Can you print the rows word for word, starting with the very first line and going on through the line with "Provide the mask of every instance of the coffee", both of those lines included?
-- begin RAW DATA --
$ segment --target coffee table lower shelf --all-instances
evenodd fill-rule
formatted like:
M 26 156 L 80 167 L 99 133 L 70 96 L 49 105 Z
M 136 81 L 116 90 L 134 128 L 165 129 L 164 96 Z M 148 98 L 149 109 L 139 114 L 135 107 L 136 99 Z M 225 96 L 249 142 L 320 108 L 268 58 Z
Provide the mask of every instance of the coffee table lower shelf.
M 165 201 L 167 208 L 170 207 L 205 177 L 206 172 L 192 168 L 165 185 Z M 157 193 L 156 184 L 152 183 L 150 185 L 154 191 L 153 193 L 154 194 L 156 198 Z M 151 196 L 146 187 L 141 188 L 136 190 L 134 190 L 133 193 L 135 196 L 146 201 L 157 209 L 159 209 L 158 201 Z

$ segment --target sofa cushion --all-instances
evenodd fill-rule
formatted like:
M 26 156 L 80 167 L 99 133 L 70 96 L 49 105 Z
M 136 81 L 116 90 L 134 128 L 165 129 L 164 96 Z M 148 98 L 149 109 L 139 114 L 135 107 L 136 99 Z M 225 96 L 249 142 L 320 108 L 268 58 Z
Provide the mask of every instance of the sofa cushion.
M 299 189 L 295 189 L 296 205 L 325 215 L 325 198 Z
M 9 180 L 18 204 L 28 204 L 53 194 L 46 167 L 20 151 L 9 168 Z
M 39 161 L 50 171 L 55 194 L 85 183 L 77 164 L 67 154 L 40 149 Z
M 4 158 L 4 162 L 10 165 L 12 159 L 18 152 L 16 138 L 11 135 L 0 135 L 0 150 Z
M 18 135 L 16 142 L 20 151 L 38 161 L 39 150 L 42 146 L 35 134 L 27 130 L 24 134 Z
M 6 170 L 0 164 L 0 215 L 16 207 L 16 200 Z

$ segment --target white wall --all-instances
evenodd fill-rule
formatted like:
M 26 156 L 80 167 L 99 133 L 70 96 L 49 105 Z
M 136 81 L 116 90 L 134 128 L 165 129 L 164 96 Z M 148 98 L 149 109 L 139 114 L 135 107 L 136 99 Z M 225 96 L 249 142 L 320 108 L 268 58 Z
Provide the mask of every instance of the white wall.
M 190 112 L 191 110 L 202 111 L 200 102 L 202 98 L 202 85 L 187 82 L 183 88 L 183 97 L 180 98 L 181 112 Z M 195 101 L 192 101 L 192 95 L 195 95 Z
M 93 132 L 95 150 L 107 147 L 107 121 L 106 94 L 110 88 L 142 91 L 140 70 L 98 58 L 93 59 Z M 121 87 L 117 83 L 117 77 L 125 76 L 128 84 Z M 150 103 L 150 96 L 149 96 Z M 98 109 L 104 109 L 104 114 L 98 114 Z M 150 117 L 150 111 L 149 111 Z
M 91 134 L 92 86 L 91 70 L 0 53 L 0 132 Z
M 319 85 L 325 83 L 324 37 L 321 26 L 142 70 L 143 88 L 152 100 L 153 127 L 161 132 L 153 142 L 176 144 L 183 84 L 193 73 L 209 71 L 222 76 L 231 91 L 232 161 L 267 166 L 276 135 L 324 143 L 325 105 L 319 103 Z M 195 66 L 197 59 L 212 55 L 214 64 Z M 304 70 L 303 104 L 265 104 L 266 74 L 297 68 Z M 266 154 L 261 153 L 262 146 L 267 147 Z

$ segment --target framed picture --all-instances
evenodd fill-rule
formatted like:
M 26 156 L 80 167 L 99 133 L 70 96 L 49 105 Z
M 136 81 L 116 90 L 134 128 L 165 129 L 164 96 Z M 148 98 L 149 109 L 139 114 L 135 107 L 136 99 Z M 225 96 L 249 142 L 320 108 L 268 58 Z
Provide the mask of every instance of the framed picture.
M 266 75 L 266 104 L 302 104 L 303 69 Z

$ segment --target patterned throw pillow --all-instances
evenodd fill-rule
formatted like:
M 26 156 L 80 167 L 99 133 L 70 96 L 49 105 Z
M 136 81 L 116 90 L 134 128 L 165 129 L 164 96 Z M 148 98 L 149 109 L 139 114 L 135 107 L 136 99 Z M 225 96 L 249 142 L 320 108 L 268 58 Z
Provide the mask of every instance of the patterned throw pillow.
-- end RAW DATA --
== SOLUTION BELOW ==
$ segment --target coffee table lower shelf --all-instances
evenodd fill-rule
formatted like:
M 26 156 L 80 167 L 99 133 L 70 96 L 49 105 Z
M 136 81 L 116 90 L 134 128 L 165 129 L 164 96 Z M 148 98 L 149 109 L 139 114 L 135 107 L 136 99 Z M 225 96 L 249 142 L 320 108 L 268 58 Z
Provide the mask of every instance of the coffee table lower shelf.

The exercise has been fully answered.